The 6-Step Investment Model Worked

Two weeks ago I recommended a 6-step model for managing investments through retirement. Today we test the model with data from the last 11 years, one of the most challenging periods for investors in modern history.

In the spring of 2000, stock markets started to fall, and by the autumn of 2002 the total value of U.S. stocks was cut about in half. Retirement accounts sank as well, and many near retirees decided to continue working.

Meanwhile, the seeds of the housing bubble were already in the ground. Massive amounts of money were channeled into mortgage financing. Home values skyrocketed as lending practices turned fraudulent.

Real estate markets began to fall in 2006, and there is still some doubt about whether they have bottomed. In 2008 large-capitalization stocks dropped 37%, then rose sharply (26%) in 2009, and more modestly since.

The 11-year period from the end of 2000 to the end of 2011 has been a turbulent and dangerous decade for stock owners, but a consistently good one for owners of bonds. Most periods of similar length show stock ownership to be more profitable. Any investment model showing reasonable results from 2000 to 2011, and during other 10-year periods, is likely a good candidate for retirees managing their own portfolios.

The 6-step model involves equal investments in diversified stock and bond portfolios, along with annual rebalancing and an annual, constant withdrawal of 4% of the initial investment. In the examples below, the initial investment is assumed to be $100, which makes the results easy to convert to percentages. Also, readers can easily scale the results to their own portfolios.

Stocks are invested in the Vanguard 500 Stock Index Fund Investor Shares, a mutual fund designed to track the Standard & Poor’s 500 Stock Index. The index tracks 500 leading companies traded on U.S. stock markets.

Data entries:
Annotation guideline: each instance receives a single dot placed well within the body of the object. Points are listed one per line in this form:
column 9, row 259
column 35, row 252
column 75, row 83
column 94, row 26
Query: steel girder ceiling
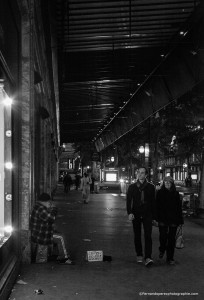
column 108, row 51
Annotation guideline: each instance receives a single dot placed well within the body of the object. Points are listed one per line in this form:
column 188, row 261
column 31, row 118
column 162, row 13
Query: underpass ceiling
column 106, row 50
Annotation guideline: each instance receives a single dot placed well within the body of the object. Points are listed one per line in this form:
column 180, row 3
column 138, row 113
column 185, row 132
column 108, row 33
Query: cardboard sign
column 94, row 255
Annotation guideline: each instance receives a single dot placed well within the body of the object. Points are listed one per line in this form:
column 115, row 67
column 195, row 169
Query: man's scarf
column 141, row 187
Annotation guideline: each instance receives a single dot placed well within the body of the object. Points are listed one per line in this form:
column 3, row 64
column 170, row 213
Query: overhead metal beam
column 182, row 70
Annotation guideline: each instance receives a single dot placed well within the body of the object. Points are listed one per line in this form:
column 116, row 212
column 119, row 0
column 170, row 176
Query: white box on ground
column 94, row 255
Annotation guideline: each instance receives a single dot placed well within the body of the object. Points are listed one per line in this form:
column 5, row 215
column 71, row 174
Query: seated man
column 42, row 229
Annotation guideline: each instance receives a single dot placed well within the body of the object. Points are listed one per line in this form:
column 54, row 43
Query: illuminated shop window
column 111, row 177
column 5, row 166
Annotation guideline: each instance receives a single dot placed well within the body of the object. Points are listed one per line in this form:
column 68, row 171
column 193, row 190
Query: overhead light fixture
column 183, row 33
column 193, row 52
column 148, row 93
column 7, row 101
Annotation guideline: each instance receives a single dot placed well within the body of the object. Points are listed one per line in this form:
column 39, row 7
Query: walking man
column 141, row 210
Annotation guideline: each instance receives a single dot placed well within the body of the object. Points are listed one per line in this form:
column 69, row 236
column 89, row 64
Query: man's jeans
column 137, row 227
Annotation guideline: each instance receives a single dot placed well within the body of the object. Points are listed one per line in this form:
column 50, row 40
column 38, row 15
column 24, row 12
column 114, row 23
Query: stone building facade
column 29, row 127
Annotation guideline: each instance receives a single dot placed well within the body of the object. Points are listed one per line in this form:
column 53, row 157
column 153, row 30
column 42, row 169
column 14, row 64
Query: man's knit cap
column 168, row 178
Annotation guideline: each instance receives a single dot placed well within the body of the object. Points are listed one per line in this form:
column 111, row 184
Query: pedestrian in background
column 77, row 181
column 141, row 210
column 169, row 217
column 85, row 187
column 67, row 181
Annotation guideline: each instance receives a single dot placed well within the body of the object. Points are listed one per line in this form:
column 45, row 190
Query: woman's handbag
column 179, row 244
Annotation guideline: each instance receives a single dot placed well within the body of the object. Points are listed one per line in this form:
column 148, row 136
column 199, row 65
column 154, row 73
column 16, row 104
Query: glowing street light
column 141, row 149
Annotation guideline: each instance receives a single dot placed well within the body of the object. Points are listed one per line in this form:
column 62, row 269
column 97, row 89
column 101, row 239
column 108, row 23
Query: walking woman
column 85, row 187
column 169, row 217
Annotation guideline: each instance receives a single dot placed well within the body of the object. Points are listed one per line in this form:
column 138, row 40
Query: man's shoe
column 139, row 259
column 148, row 262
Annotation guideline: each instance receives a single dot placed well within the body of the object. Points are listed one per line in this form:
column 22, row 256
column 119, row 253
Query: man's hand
column 131, row 217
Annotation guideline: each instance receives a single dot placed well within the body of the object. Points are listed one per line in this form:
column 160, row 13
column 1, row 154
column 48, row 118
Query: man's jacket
column 141, row 199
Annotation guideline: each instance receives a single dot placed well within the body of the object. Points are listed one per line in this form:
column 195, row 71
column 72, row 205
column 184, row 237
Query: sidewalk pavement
column 103, row 225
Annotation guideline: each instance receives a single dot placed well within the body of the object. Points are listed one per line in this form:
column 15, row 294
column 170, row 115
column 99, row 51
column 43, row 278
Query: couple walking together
column 146, row 206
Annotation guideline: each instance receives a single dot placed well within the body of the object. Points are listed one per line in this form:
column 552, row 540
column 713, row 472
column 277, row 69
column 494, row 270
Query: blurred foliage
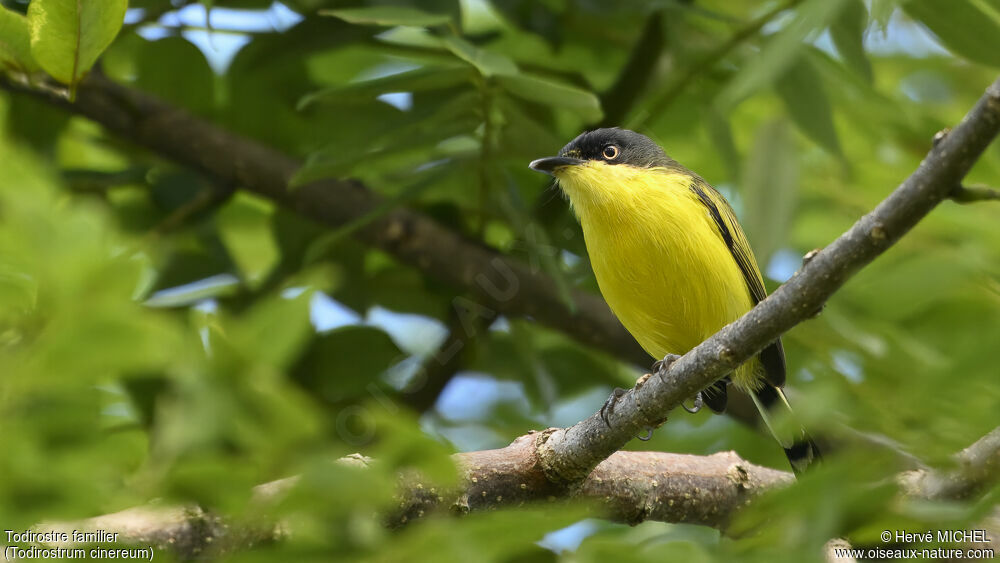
column 159, row 342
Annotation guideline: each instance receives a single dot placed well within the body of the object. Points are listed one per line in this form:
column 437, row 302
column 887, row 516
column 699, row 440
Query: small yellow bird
column 671, row 260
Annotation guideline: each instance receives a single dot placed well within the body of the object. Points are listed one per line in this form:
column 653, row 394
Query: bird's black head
column 612, row 146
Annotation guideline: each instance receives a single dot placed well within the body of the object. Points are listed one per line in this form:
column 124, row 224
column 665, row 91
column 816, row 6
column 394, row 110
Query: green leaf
column 801, row 88
column 15, row 41
column 721, row 135
column 770, row 184
column 67, row 36
column 486, row 62
column 970, row 29
column 780, row 52
column 274, row 331
column 554, row 94
column 245, row 228
column 388, row 16
column 848, row 34
column 339, row 365
column 417, row 80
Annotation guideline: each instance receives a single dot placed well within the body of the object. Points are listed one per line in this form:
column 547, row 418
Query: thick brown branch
column 974, row 193
column 628, row 486
column 681, row 81
column 499, row 283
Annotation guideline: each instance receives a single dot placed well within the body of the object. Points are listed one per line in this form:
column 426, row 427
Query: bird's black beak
column 549, row 165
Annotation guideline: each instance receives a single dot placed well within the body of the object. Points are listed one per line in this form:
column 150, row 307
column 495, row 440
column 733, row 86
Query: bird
column 672, row 262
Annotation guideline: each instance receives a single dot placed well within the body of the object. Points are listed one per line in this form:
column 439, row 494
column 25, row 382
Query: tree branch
column 569, row 454
column 974, row 193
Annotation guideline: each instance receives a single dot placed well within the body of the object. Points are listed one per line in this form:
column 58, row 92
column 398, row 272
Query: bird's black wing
column 772, row 357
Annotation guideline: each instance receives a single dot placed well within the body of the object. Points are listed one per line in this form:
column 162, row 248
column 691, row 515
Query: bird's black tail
column 800, row 449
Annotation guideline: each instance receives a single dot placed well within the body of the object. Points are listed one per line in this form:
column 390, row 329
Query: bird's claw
column 698, row 403
column 608, row 408
column 660, row 367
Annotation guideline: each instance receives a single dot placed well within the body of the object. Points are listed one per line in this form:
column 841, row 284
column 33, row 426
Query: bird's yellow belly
column 673, row 286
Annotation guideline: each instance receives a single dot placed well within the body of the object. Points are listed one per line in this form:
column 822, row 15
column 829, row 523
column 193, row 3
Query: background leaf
column 15, row 41
column 68, row 36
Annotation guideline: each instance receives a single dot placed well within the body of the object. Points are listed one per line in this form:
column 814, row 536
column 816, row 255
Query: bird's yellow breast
column 660, row 260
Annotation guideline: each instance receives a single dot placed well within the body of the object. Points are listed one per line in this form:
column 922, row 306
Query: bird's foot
column 660, row 367
column 698, row 403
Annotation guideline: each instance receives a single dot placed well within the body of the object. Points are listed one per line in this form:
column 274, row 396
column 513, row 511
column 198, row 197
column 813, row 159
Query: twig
column 635, row 75
column 974, row 193
column 684, row 79
column 628, row 486
column 569, row 454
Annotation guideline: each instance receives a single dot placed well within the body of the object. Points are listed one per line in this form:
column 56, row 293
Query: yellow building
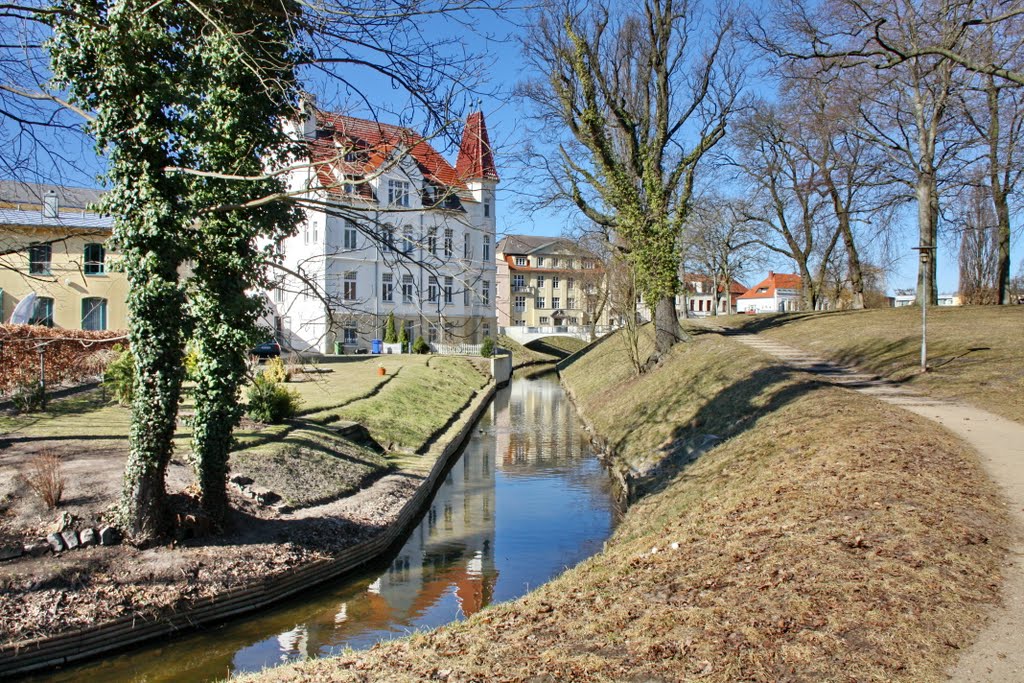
column 52, row 245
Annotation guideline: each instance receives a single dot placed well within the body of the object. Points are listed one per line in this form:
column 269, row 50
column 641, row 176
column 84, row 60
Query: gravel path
column 997, row 654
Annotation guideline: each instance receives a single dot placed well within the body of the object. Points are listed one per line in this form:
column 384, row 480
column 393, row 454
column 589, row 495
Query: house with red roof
column 777, row 293
column 391, row 227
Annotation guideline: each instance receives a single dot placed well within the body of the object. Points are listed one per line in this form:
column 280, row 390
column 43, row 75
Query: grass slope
column 976, row 352
column 826, row 537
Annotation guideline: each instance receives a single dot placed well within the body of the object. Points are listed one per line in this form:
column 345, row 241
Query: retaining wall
column 86, row 643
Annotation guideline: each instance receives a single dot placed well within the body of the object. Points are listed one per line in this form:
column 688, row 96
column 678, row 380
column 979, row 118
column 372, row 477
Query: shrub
column 29, row 396
column 119, row 378
column 269, row 401
column 45, row 478
column 276, row 372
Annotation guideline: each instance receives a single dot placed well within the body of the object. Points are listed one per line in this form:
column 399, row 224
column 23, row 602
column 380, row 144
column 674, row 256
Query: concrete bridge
column 524, row 335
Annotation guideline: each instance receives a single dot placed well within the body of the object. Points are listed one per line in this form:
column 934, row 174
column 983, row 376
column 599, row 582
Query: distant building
column 53, row 246
column 779, row 292
column 391, row 227
column 549, row 282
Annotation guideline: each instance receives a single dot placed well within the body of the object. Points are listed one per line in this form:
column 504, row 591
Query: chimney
column 51, row 205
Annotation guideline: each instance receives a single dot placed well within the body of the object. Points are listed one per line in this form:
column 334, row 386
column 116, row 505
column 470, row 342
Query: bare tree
column 644, row 94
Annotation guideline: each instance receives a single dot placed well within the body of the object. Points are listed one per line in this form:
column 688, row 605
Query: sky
column 508, row 124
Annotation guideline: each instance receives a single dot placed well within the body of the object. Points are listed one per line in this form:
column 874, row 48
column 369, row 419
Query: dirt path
column 997, row 654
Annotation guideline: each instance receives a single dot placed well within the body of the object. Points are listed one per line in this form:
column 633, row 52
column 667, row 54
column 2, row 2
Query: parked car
column 268, row 349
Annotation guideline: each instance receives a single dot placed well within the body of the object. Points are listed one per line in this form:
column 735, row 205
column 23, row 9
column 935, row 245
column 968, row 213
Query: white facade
column 363, row 255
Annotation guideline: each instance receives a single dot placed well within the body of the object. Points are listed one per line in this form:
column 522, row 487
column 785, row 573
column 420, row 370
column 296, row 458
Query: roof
column 476, row 159
column 528, row 244
column 350, row 147
column 774, row 281
column 16, row 193
column 35, row 218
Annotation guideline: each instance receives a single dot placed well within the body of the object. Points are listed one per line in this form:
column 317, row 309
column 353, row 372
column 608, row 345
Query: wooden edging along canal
column 94, row 640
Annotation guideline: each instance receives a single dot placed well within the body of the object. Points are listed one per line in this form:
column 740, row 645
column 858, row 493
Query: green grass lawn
column 976, row 353
column 305, row 461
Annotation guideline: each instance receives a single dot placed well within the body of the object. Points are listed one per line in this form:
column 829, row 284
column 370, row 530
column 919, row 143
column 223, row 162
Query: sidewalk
column 997, row 654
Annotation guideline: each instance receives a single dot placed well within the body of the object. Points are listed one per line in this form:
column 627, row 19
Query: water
column 525, row 500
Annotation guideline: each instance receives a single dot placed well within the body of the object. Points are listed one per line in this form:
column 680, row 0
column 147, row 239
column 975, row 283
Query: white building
column 391, row 227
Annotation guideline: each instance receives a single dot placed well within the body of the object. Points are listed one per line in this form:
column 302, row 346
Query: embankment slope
column 822, row 536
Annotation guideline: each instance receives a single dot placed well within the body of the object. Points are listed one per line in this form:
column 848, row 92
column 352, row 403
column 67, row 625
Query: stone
column 71, row 539
column 9, row 551
column 88, row 537
column 55, row 542
column 110, row 536
column 37, row 548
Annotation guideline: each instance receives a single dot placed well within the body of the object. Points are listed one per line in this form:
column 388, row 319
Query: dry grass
column 826, row 538
column 976, row 352
column 45, row 478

- REQUIRED WORK: In the investment model article, modify the passage starting at "In the spring" and ending at "more modestly since." by swapping "housing bubble" for "real estate bubble".

- WRITTEN ANSWER:
In the spring of 2000, stock markets started to fall, and by the autumn of 2002 the total value of U.S. stocks was cut about in half. Retirement accounts sank as well, and many near retirees decided to continue working.

Meanwhile, the seeds of the real estate bubble were already in the ground. Massive amounts of money were channeled into mortgage financing. Home values skyrocketed as lending practices turned fraudulent.

Real estate markets began to fall in 2006, and there is still some doubt about whether they have bottomed. In 2008 large-capitalization stocks dropped 37%, then rose sharply (26%) in 2009, and more modestly since.